REQUIRED TASK 1:
Reproduce the passage of the Channel swim blog post verbatim, starting with "The sun gods" and going on through "a wetsuit on...?!?".
REQUIRED TASK 2:
Write the next portion of the blog post about training to swim the English Channel, picking up after its final sentence.
═══ SOURCE DOCUMENT
The sun gods were on our side as we arrived in Dover last weekend. Well actually Hythe... because Dover harbour is being dug up and is out of bounds for swimming on Saturday mornings... however, standing on the beach with France the only thing visible on the horizon, it seemed a good place to start my journey to swimming the channel. First up was meeting the rest of my team (Stephen, Stephen, Kalie, Charley, Polly and our boat leader Kay) and thankfully i couldn't ask for a better group of people to swim with. Friendly, supportive, slightly crazy and inspirational we bonded with our first sea swim. The water was a cool 12.3 degrees (your average swimming pool is at least 25 degrees), wetsuits are banned, and the swell was frankly big enough to have fun surfing in. Have I mentioned I've not (properly) swum in the sea before or swum open water without a wetsuit on...?!?
══════
═══ DATASET ROWS
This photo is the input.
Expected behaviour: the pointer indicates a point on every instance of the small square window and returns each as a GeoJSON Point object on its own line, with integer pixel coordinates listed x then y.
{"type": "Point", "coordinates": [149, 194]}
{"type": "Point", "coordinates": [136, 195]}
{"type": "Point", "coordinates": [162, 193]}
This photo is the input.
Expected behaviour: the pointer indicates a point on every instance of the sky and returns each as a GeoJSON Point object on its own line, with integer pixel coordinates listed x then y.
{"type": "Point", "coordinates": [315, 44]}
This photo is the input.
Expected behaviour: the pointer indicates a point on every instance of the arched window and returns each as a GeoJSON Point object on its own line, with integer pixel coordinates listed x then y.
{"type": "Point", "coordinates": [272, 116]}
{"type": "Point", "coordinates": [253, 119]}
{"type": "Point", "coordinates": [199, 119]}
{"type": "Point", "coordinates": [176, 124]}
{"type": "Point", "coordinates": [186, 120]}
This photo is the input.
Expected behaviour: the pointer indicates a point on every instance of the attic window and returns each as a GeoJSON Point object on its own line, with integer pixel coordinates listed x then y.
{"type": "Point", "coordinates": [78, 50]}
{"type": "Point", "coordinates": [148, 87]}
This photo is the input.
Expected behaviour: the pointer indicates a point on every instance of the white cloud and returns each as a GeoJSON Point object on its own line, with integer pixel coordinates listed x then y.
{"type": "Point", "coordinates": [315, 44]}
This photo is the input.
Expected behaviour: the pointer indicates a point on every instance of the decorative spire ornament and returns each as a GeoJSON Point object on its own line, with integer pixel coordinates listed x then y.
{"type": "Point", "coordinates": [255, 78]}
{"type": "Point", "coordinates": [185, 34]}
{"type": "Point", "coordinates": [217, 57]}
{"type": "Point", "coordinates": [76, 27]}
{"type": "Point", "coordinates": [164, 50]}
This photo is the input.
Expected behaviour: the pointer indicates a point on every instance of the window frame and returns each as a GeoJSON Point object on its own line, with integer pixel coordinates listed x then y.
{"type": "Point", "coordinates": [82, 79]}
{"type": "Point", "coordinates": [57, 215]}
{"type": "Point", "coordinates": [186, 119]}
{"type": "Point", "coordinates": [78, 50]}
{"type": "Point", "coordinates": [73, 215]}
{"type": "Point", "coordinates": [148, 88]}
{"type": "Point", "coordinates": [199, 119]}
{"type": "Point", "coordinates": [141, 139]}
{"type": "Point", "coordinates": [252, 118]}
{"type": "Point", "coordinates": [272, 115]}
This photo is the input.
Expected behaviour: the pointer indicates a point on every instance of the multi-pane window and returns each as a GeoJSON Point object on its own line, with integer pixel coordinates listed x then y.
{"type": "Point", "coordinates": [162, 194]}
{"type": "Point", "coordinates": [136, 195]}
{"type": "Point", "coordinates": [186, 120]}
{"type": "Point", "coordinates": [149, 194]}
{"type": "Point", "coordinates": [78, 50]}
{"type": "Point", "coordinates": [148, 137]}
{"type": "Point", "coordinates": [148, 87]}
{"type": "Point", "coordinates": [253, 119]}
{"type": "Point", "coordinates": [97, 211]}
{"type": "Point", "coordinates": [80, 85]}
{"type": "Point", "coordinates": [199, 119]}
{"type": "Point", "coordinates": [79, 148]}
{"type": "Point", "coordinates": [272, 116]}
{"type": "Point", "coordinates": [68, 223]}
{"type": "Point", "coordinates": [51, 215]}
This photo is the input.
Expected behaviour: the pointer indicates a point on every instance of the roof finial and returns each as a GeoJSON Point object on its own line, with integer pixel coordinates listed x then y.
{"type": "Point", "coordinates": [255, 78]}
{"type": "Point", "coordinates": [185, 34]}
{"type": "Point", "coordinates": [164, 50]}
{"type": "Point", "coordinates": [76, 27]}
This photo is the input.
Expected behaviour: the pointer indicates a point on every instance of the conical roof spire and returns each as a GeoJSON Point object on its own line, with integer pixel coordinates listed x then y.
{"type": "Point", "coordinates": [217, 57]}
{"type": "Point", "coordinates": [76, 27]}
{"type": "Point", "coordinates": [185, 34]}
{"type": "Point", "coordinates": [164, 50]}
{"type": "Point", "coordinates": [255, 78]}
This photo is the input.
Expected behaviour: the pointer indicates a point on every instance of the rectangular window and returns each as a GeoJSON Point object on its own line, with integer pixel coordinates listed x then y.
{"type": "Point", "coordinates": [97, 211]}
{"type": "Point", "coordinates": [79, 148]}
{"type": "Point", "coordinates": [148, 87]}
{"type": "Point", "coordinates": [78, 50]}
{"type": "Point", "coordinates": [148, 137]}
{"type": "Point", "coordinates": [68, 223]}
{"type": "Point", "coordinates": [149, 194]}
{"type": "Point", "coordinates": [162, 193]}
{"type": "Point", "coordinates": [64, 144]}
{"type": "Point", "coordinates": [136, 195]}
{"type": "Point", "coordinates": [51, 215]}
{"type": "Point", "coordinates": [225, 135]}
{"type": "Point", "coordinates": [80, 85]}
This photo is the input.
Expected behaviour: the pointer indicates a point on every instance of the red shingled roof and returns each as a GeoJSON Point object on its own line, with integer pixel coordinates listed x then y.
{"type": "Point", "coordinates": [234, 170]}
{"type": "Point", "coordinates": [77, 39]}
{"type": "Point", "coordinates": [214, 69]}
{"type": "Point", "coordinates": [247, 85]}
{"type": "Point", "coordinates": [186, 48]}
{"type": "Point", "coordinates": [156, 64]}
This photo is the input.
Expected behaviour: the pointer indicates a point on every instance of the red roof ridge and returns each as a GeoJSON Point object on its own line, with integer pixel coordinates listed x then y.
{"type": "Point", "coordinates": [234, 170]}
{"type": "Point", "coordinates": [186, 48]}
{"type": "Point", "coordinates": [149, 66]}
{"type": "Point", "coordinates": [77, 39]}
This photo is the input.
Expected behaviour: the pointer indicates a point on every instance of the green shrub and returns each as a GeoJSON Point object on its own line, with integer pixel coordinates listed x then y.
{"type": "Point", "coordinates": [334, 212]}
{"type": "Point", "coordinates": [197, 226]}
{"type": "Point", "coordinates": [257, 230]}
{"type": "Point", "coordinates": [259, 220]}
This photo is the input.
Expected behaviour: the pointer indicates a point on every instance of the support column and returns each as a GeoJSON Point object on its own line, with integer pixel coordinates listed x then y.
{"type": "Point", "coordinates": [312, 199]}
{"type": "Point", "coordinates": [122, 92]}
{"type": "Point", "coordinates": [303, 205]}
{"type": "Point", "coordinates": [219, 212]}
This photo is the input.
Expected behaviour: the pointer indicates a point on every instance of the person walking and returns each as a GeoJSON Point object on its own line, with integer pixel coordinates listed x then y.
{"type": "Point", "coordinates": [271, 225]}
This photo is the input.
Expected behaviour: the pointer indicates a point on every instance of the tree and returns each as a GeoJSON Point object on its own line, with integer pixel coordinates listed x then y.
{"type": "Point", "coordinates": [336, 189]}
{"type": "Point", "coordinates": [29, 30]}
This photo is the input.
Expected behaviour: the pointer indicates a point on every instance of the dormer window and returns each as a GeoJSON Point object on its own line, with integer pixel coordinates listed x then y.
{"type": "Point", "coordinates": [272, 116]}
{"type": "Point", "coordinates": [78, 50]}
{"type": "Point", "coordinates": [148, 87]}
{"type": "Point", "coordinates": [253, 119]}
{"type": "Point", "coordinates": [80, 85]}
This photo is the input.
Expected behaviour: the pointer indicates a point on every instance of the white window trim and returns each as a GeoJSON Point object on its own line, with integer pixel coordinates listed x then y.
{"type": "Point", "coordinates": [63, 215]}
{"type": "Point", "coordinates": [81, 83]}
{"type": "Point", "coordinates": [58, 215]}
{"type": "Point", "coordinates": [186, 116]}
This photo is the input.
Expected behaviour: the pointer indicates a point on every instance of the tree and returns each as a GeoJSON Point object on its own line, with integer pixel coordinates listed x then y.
══════
WRITTEN RESPONSE 1:
The sun gods were on our side as we arrived in Dover last weekend. Well actually Hythe... because Dover harbour is being dug up and is out of bounds for swimming on Saturday mornings... however, standing on the beach with France the only thing visible on the horizon, it seemed a good place to start my journey to swimming the channel. First up was meeting the rest of my team (Stephen, Stephen, Kalie, Charley, Polly and our boat leader Kay) and thankfully i couldn't ask for a better group of people to swim with. Friendly, supportive, slightly crazy and inspirational we bonded with our first sea swim. The water was a cool 12.3 degrees (your average swimming pool is at least 25 degrees), wetsuits are banned, and the swell was frankly big enough to have fun surfing in. Have I mentioned I've not (properly) swum in the sea before or swum open water without a wetsuit on...?!?

WRITTEN RESPONSE 2:
I really quite enjoy throwing myself in the deep end of challenges with little understanding as to quite what I'm getting myself in for, however it only took approximately 2 seconds before the cold hit and I realised exactly what I had got myself into. Struggling to breathe, the cold water felt like it was stabbing my legs and arms. The first few strokes were quite frankly horrendous, putting my face in the water was even more horrendous, however the process of attempting to swim and breathe before a wave either crashed over you or threw you off the top into the next wave quickly took my mind off the cold and within a minute I was swimming quite comfortably out towards the yellow buoy. Strict instructions had been given prior to entering the water that past the yellow buoy was the army firing range, however trying to spot the yellow buoy in the waves was a fun game in its self. Good news is no one got hit by a stray bullet, and 30 minutes later I was back on the beach, in more layers than I could count and deciding that this sea swimming without a wetsuit really wasn't as bad as I thought it would be.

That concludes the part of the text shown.